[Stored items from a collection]
────

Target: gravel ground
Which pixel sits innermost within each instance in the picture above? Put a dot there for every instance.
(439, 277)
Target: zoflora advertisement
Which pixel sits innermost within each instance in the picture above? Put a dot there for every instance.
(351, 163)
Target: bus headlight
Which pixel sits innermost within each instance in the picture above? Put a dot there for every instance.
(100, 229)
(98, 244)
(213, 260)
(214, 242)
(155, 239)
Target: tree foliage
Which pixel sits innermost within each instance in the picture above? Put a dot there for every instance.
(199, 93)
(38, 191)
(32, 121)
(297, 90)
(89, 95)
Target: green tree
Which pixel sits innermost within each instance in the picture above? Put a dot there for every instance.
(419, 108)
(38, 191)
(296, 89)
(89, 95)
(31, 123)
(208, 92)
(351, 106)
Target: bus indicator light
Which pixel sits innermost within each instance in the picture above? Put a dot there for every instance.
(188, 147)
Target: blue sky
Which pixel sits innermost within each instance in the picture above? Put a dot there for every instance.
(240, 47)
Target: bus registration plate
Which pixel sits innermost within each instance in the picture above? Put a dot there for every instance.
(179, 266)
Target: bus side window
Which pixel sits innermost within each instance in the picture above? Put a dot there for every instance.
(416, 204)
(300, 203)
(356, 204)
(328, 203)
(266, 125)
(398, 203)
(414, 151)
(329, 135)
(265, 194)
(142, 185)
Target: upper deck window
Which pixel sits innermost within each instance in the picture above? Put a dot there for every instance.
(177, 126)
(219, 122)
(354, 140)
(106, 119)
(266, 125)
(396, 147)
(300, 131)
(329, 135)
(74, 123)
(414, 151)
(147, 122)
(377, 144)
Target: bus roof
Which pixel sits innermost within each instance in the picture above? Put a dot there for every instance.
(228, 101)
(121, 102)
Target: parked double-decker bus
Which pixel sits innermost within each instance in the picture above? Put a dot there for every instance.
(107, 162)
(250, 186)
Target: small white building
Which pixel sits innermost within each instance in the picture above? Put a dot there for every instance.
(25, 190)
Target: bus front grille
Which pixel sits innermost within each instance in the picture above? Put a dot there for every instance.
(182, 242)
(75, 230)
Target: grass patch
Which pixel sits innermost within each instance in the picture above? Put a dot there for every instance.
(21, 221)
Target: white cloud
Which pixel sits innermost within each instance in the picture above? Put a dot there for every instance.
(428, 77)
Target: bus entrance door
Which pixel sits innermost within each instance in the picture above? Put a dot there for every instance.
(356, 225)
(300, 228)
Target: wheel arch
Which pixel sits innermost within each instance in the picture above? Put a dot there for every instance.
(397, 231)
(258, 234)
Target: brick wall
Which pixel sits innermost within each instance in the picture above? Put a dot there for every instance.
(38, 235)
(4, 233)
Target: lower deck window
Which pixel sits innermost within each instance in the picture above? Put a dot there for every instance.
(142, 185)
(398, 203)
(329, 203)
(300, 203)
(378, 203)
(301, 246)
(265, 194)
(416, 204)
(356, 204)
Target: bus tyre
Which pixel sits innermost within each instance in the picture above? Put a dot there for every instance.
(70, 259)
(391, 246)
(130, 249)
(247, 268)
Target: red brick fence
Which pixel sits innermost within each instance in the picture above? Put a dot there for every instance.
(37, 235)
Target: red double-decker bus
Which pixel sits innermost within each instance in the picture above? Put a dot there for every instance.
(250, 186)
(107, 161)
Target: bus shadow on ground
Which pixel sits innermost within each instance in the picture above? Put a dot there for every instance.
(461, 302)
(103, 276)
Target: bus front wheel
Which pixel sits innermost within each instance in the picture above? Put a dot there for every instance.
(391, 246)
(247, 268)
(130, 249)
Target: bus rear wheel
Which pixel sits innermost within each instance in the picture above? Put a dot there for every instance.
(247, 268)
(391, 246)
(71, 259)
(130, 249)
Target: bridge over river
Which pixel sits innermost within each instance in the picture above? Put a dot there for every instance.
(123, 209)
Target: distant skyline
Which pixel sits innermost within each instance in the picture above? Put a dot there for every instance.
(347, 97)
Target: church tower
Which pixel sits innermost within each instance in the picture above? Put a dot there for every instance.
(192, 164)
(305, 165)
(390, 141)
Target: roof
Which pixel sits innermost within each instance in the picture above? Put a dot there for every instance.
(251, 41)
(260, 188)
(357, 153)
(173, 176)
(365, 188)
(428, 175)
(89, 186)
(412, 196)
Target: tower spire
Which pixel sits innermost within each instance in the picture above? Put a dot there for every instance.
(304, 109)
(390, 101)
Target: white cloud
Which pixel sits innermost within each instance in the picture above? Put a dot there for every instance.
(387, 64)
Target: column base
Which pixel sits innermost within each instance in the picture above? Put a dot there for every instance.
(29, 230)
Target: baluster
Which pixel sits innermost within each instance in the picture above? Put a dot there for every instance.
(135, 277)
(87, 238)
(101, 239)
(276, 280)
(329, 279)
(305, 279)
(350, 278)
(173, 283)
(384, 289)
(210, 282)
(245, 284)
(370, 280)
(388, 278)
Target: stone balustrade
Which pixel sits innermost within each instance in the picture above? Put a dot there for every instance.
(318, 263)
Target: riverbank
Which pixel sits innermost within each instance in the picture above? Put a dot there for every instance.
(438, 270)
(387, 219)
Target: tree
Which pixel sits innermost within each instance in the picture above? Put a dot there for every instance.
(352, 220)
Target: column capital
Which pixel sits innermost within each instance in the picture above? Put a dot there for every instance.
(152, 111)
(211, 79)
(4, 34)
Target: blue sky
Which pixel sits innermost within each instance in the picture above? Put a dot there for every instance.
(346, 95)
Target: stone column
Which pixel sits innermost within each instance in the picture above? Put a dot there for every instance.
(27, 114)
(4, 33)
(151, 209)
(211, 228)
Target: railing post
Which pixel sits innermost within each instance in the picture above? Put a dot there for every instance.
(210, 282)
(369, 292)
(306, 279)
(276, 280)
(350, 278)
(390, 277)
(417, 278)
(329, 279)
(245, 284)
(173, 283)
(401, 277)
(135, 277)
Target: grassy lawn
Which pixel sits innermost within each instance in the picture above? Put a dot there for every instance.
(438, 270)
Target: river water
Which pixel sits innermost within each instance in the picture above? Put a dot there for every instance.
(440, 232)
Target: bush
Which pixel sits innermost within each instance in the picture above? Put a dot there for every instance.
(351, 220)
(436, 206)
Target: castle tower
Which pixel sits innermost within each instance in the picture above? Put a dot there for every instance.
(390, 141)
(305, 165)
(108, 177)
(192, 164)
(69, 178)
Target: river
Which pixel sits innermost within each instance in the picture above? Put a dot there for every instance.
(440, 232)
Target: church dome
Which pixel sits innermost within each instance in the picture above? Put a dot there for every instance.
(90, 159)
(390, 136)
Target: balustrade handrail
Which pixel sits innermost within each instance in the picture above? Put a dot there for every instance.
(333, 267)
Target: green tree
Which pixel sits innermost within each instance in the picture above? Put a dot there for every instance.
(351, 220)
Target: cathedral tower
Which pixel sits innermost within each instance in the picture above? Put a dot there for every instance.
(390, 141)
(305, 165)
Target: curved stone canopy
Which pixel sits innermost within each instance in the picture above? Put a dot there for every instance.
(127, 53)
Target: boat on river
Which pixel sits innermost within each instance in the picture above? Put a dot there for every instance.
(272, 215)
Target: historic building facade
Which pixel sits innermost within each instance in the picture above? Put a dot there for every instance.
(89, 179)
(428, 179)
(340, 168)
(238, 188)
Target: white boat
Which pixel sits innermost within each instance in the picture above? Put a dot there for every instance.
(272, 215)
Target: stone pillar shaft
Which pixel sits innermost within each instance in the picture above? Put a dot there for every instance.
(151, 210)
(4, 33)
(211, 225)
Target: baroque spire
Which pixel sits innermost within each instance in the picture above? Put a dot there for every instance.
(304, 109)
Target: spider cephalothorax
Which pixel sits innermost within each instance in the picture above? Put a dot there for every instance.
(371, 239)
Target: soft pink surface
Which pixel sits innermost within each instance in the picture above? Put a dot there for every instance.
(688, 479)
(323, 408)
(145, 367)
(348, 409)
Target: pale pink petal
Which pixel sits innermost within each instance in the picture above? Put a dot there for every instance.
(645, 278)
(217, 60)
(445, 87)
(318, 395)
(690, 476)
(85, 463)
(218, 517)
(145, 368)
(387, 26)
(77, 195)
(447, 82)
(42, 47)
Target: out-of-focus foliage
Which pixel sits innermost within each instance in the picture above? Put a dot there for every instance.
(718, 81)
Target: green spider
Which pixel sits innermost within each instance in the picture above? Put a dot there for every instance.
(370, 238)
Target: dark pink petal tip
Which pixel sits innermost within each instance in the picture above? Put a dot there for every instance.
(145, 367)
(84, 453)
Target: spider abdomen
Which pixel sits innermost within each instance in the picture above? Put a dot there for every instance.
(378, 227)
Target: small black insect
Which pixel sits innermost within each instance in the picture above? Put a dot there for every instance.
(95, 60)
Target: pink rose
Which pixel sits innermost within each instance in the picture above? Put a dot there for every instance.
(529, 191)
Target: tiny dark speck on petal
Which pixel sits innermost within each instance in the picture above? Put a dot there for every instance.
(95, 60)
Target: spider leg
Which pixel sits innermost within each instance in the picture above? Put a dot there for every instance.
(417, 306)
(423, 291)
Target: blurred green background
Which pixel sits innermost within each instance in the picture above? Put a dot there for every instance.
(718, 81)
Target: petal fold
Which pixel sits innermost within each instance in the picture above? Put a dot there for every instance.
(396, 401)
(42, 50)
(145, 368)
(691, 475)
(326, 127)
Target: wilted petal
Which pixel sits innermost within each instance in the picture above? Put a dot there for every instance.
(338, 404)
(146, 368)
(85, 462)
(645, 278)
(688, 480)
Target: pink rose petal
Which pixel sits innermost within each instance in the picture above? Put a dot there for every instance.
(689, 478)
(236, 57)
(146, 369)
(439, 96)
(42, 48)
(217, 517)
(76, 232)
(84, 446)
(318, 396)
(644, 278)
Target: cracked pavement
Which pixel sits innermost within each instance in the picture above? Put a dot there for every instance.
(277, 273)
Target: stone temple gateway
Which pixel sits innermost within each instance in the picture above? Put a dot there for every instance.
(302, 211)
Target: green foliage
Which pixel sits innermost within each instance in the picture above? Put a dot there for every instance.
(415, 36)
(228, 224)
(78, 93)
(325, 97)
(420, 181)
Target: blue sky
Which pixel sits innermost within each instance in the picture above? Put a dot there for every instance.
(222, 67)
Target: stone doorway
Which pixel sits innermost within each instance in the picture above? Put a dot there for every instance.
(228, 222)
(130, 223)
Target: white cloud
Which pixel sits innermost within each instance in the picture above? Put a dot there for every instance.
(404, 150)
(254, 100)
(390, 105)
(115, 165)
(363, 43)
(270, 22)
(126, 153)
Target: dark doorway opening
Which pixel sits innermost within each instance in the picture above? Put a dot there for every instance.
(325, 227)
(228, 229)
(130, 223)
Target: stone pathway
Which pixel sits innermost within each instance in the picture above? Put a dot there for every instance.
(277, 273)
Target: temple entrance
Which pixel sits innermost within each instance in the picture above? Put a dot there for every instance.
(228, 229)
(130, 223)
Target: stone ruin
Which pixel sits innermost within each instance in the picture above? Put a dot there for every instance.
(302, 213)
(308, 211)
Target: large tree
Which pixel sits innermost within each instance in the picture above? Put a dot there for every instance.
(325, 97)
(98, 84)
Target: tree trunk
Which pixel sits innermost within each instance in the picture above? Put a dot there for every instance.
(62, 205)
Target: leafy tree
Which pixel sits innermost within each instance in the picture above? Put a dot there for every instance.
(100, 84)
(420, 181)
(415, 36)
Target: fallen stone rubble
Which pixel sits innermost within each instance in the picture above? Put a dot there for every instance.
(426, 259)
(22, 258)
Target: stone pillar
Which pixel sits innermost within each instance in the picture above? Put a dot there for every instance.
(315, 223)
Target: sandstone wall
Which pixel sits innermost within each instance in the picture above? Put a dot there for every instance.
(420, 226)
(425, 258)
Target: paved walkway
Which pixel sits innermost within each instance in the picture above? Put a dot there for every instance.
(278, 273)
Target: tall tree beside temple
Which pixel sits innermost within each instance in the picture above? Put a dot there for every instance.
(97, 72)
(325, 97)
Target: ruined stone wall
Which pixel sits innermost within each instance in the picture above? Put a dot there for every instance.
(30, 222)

────

For this exercise, please output exactly the lines above starting at the line with "Target: column base" and ending at the line with "Target: railing post", ends included.

Solution:
Target: column base
Which pixel sits innermost within each instance in the picture above? Put a dot there for every instance.
(29, 230)
Target: baluster
Which pixel sits innermost within each instance in the picture above? Put a dot there for every instance.
(135, 277)
(87, 238)
(101, 239)
(276, 280)
(329, 279)
(305, 279)
(350, 278)
(173, 283)
(384, 289)
(210, 282)
(245, 284)
(370, 280)
(388, 278)
Target: stone balustrade
Which pixel sits innermost within each instance in the picture above? Put a dot there for every instance.
(318, 263)
Target: riverbank
Which pixel sits innermost within each instance in the picture above? Put a dot there for every instance.
(438, 270)
(387, 219)
Target: tree
Which pixel sits innermost within each instance in the picture above? Put a dot there for every instance.
(352, 220)
Target: column capital
Which pixel sits innermost within each instance in the picture above? Put a dot there for every instance.
(152, 111)
(211, 79)
(4, 34)
Target: blue sky
Which pixel sits innermost within each instance in the picture above? Put a dot there for every instance.
(346, 95)
Target: stone column
Which pixel sits innermost within each instance in the picture above? Put a dot there for every instance.
(27, 114)
(4, 33)
(151, 209)
(211, 228)
Target: railing post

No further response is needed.